Чтобы закончить характеристику отца, прибавлю, что свободное время свое он посвящал охоте. Любил он во всякую погоду, не только весной и летом, но и осенью и зимой, бродить по полям, по лесам, по болотам и зарослям с ружьем и с собакой и возвращался вечером усталый и довольный, с полным ягдташем всякой дичи: зайцами, куропатками, тетеревами и проч. Крупного зверя в той местности не было за отсутствием больших лесов. Кроме того, отец был ловким наездником.

4. Дедушка, граф Василий Дмитриевич Олсуфьев, и бабушка, Мария Алексеевна

Деда моего со стороны матери, Василия Дмитриевича Олсуфьева[11], я не знала. Он умер, когда моя мать еще не была замужем. Но расскажу то, что я о нем слышала. Он был москвич, но живал много со своей семьей в Петербурге, потому что служил обергофмейстером императорского двора и личным секретарем императрицы Марии Александровны. Александр II очень любил деда. (Прадедушка был другом детства императора Александра II и остался с ним на «ты» после его восшествия на престол. Комментарий Н. Н. Сомова (Котика) к рукописи, присланной ему тетей Маней в Австралию). До последних дней царствования Николая II можно было видеть портрет моего деда висящим в кабинете Александра II. Этот кабинет сохранялся в том виде, в каком он был в день трагической смерти Царя Освободителя.

Дед мой принимал большое участие в староверах и ходатайствовал за них перед Государем, смягчая строгие против них законы того времени. Любили и знали его многие простые люди и при встрече на улице кланялись ему.

Однажды, обедая запросто у царя, он рассказал ему про себя анекдот: «Встречный мужичок снимает шапку; отдаю ему поклон и вдруг слышу: „Не тебе, дураку, кланяюсь!“» Оказывается, они встретились перед какой-то часовней.

Хочу рассказать про случай, сопровождавший рождение деда. Мать его[12] после родов заболела родильной горячкой; молоко ударило ей в голову, и доктора объявили, что ей необходимо кормить ребенка грудью, чтобы оттянуть жар от головы; при этом они ей посоветовали кормить не своего ребенка, а взять какого-нибудь ребенка своих крепостных, говоря, что ее молоко может повредить ее ребенку, что он даже может остаться идиотом.


Фото 10. Василий Дмитриевич Олсуфьев (1796—1858) Акварель П. ф. Соколова 1846 год.

Она наотрез отказалась от этого и продолжала кормить своего. Доктора ошиблись. Дед мой вырос не только здоровым, но и чрезвычайно одаренным человеком и свои умственные способности передал и детям.

А что должна была переживать эта истинная христианка, свидетельствует та молитва, которую я нашла переписанной в принадлежавшем ей Евангелии. Вот эта молитва: «Господи, не знаю, чего мне просить у Тебя. Ты один ведаешь, что мне потребно. Ты любишь меня паче, нежели я сама умею любить себя. Не дерзаю просить ни креста, ни утешения, только предстаю пред Тобою. Сердце мое отверсто Тебе. Ты зришь нужды мои, которых я не знаю. Зри и сотвори по милости Твоей: порази или исцели, низложи или подыми. Благоговею перед соизволениями Твоими. Безмолвствую перед соизволениями Твоими. Безмолвствую перед неисповедимыми Судьбами Твоими. Предаюсь Тебе. Приношу себя в жертву Тебе. Нет у меня желания, кроме желания исполнить волю Твою. Научи меня молиться. Сам во мне молись».

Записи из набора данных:
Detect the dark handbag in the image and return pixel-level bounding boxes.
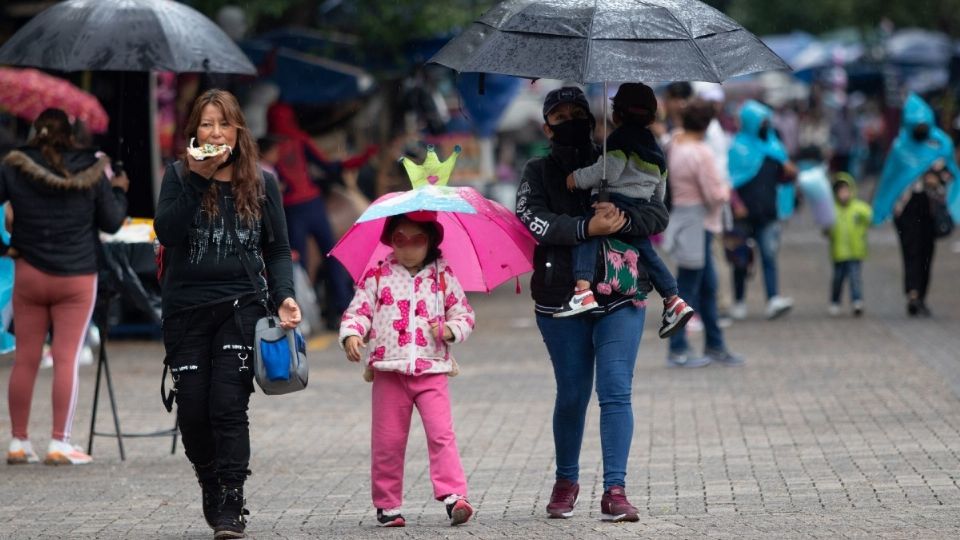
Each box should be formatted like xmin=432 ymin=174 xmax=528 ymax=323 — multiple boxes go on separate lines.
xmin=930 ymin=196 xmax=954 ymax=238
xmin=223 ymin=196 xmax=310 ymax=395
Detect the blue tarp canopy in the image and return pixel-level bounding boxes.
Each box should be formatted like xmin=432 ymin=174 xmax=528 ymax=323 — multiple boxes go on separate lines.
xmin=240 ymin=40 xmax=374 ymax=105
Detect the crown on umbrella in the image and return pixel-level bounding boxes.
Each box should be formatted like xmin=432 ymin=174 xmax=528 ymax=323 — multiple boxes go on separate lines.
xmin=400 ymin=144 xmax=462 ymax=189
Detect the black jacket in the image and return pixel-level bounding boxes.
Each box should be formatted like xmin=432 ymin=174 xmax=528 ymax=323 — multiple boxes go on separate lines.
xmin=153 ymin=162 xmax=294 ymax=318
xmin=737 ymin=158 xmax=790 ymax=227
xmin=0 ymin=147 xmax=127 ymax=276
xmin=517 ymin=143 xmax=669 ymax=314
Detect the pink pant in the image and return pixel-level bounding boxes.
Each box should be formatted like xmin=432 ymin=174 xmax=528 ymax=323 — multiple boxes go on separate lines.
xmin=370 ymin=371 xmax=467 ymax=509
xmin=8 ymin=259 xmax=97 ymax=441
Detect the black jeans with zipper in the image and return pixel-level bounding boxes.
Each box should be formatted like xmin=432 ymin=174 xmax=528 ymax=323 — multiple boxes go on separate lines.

--

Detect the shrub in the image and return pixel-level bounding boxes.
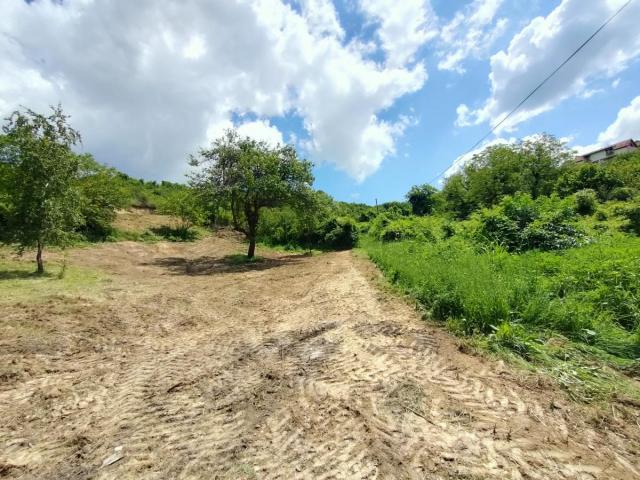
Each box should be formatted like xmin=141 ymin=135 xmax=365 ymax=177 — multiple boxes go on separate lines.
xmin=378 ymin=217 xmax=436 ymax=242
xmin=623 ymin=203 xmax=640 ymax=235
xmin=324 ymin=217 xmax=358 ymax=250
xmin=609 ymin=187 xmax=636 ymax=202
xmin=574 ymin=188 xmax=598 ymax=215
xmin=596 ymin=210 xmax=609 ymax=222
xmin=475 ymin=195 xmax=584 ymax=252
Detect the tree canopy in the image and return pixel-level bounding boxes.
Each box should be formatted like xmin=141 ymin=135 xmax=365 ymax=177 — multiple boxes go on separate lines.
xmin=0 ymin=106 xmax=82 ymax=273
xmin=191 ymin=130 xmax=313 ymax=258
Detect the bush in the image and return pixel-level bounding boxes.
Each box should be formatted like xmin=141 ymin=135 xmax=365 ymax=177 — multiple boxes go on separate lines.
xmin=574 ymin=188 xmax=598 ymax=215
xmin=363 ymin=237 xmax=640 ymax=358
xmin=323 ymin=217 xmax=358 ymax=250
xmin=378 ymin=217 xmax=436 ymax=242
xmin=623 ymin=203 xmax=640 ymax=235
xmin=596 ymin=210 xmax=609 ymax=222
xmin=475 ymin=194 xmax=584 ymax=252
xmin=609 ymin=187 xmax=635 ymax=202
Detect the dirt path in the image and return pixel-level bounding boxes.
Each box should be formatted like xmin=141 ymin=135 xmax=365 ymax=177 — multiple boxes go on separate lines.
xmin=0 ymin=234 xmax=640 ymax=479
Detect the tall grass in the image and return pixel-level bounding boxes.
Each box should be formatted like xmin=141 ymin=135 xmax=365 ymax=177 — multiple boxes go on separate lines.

### ЗАДАНИЯ:
A – Выпишите из фрагмента документа дословно отрывок: начните со слов «Однажды, обедая запросто» и закончите словами «(1796—1858) Акварель П. ф. Соколова 1846 год.».
B – Изложите содержание фрагмента документа в трех предложениях.

### ОТВЕТЫ ПО ЗАДАНИЯМ:
A –
Однажды, обедая запросто у царя, он рассказал ему про себя анекдот: «Встречный мужичок снимает шапку; отдаю ему поклон и вдруг слышу: „Не тебе, дураку, кланяюсь!“» Оказывается, они встретились перед какой-то часовней.

Хочу рассказать про случай, сопровождавший рождение деда. Мать его[12] после родов заболела родильной горячкой; молоко ударило ей в голову, и доктора объявили, что ей необходимо кормить ребенка грудью, чтобы оттянуть жар от головы; при этом они ей посоветовали кормить не своего ребенка, а взять какого-нибудь ребенка своих крепостных, говоря, что ее молоко может повредить ее ребенку, что он даже может остаться идиотом.


Фото 10. Василий Дмитриевич Олсуфьев (1796—1858) Акварель П. ф. Соколова 1846 год.

B – Отец автора в свободное время охотился в любую погоду и был ловким наездником. Дед по матери, граф Василий Дмитриевич Олсуфьев, служил обергофмейстером императорского двора и личным секретарем императрицы Марии Александровны, пользовался любовью Александра II и ходатайствовал перед Государем за староверов. Его мать после родов, вопреки совету докторов, продолжала кормить грудью своего ребенка, и он вырос здоровым и чрезвычайно одаренным человеком.